Short exercise
Please count the lines in the records below that contain the word "library", and reply with that number alone.

Supplied material
[Start]

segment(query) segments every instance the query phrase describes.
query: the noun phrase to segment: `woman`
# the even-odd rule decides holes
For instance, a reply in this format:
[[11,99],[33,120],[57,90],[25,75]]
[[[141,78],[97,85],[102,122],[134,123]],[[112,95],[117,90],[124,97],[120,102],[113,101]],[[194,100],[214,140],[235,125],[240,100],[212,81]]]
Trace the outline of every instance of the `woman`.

[End]
[Start]

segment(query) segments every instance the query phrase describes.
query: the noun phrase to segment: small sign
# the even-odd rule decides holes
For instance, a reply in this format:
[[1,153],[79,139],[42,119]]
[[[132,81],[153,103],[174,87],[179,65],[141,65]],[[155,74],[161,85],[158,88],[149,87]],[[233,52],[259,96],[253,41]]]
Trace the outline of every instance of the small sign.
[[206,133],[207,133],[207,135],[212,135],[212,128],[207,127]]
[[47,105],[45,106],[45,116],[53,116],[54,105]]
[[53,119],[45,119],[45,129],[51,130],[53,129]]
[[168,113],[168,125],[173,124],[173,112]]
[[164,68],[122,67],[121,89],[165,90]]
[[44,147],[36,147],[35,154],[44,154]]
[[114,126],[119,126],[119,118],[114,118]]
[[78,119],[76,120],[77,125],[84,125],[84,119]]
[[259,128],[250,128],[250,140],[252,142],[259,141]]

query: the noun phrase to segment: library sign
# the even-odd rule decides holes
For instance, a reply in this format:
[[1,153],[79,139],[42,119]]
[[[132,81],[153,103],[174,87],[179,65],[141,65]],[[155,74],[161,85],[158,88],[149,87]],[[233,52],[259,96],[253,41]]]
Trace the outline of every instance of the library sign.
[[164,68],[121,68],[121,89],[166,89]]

[End]
[Start]

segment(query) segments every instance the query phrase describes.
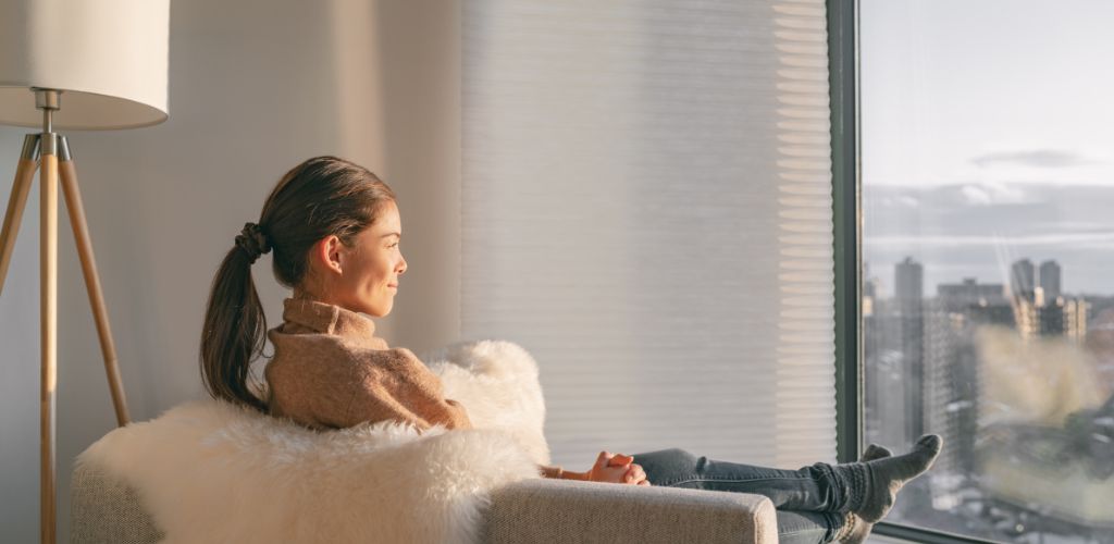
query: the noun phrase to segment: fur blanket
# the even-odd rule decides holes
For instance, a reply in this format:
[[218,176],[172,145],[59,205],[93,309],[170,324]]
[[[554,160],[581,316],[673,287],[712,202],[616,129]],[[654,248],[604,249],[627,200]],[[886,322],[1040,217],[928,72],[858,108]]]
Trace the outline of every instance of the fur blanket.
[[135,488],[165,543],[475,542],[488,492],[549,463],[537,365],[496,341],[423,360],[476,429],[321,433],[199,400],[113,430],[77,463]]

[End]

Response below
2